-- SELECTED TEXT follows --
@shahid.la/cds-db-nlquery-mcp

v0.7.3

Published

a day ago

MCP server for natural language queries against CDS db-layer entities. Targets raw db/schema.cds entities via cds.run() with real SQL JOINs — bring your own LLM (Anthropic, OpenAI, or any OpenAI-compatible endpoint).

@shahid.la/cds-db-nlquery-mcp

MCP server for natural language queries against CDS db-layer entities (db/schema.cds).

Ask questions about your database in plain English. The server discovers your schema automatically, generates real SQL JOINs using CDS, and returns rows. No hardcoded queries, no SQL, no schema configuration. Bring your own LLM: Anthropic or OpenAI, or any OpenAI-compatible endpoint (Azure OpenAI, Groq, Ollama, local models, etc.).

Targets the db/ layer, not OData services. If your entities are exposed as OData services, use an MCP package that targets the service layer instead.
-- SELECTED TEXT concluded --
▸ EXERCISE 1
In the MCP server package description, which layer does the server target instead of OData services?
▸ EXERCISE 2
List the OpenAI-compatible endpoints that the MCP server package description names in parentheses.
▸ EXERCISE 3
Continue the MCP server package description from the point where it stops.
-- INFORMATION GIVEN follows --
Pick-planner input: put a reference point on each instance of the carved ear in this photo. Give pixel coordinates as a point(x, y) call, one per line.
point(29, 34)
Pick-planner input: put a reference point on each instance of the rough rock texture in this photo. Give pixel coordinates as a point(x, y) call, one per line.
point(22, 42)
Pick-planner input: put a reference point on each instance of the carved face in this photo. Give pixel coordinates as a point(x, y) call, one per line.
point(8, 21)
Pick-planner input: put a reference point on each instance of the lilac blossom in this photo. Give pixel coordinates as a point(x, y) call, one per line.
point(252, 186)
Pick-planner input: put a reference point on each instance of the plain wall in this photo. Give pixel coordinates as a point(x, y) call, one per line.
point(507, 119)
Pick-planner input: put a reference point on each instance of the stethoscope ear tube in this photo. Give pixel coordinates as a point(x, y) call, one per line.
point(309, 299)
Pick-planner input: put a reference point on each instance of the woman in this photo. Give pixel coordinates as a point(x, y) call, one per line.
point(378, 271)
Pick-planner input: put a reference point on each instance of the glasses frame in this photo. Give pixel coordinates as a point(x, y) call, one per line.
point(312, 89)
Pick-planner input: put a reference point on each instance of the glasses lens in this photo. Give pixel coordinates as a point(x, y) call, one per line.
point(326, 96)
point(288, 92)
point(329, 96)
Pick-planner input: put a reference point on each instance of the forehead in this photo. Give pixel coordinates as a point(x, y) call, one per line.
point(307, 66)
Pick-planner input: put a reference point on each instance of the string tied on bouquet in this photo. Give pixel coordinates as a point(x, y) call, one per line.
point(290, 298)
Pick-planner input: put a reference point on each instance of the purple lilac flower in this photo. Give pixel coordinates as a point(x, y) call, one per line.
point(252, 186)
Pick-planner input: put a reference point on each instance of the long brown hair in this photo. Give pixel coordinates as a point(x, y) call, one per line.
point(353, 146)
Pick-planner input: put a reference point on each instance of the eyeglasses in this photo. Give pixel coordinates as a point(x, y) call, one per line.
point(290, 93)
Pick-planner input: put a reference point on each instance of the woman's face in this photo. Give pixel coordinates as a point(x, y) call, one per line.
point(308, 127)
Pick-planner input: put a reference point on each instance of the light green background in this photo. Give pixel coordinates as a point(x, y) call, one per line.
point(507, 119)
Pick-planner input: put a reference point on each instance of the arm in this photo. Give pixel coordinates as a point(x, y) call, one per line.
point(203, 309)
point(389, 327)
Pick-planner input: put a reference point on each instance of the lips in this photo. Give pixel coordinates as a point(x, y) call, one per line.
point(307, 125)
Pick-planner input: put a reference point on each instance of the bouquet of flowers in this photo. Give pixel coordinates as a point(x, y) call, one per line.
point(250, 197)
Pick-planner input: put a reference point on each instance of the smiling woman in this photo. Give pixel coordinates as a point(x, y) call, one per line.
-- INFORMATION GIVEN concluded --
▸ TASK RESULT 1
The db/ layer.

▸ TASK RESULT 2
Azure OpenAI, Groq, Ollama, local models

▸ TASK RESULT 3
Read-only. This package only executes SELECT queries. No INSERT, UPDATE, or DELETE.

Prerequisites

A CAP project with @sap/cds >= 7
A configured CDS database (HANA Cloud, SQLite, PostgreSQL)
An MCP client (Claude Code, Claude Desktop, or any MCP-compatible host)
An API key for an LLM provider (see LLM provider below), used to translate your question into a query, not to answer it

Quick start

1. Install in your CAP project

npm install @shahid.la/cds-db-nlquery-mcp

2. Create .mcp.json in your CAP project root (same folder as package.json)

{
  "mcpServers": {
    "cds-db-nlquery": {
      "command": "npx",
      "args": ["-y", "@shahid.la/cds-db-nlquery-mcp"],
      "cwd": "/absolute/path/to/your/cap/project",
      "env": {
        "ANTHROPIC_API_KEY": "sk-ant-..."
      }
    }
  }
}

Set cwd to the absolute path of your CAP project root, where db/schema.cds lives. See LLM provider for using OpenAI, Gemini, or another provider instead.

npx -y re-resolves the package on every server start (from npm's cache once downloaded, not a fresh network fetch each time, but still an extra resolution step). If you've run npm install @shahid.la/cds-db-nlquery-mcp already, you can point "command" at the installed binary directly instead, node_modules/.bin/cds-db-nlquery-mcp, for a slightly more predictable startup, especially in production.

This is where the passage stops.